I really need people to take responsibility for the kind of energy they are bringing to me…i need to learn to do that…and hold them accountable for it. There are people who literally drain the life out of someone because they themselves are leaking of energy and are trying to feed off of you to replenish themselves…unintentionally of course most of the time…then there are people who just bring hope and love and laughter and light. You can tell this when you meet someone the very first time and you can name those in your life currently who do that…this is not for you to develop resentment towards them but to empower yourself to know what you can accept in your life and what you shouldn’t accept…with all due respect. I sure hope i can learn to also take responsibility for the kind of energy i give out to the world.I have consciously started to try to do that….i will consciously be better at it tomorrow and each day im given to live.

◆ **PROVIDED MATERIAL**
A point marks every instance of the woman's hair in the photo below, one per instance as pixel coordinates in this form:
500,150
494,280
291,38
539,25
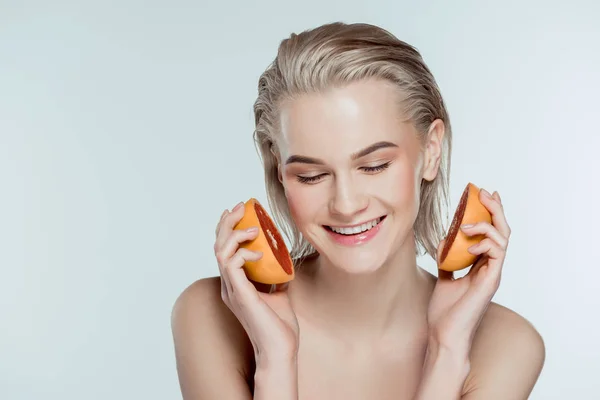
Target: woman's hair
333,55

◆ **TASK GOAL**
Carry on the reflection about the energy people bring to each other, starting right after its final sentence.

◆ **EXERCISE RESPONSE**
I haven’t ran in a while…i haven’t written too and i have been feeling tired and drained of late. When i feel that way i know im off track somehow somewhere…either im the bad energy or someone is dracularizing my energy lol… but tomorrow morning im running again. When i run now, i visualize light flowing through me and i visualize this light radiating around me as far as possible until it fills infinite space. Then everyone i pass when i run, i bless them. I intentionally send good energy and vibes to them and bless them and their day. Running has become a spiritual practice for me…just as writing has been for me…for me thats more real a prayer than most things i have tried in the name and face of prayer…forever grateful Mark T T Muzariri and don’t forget to bless a stranger today. I surely bless you…just because!!!!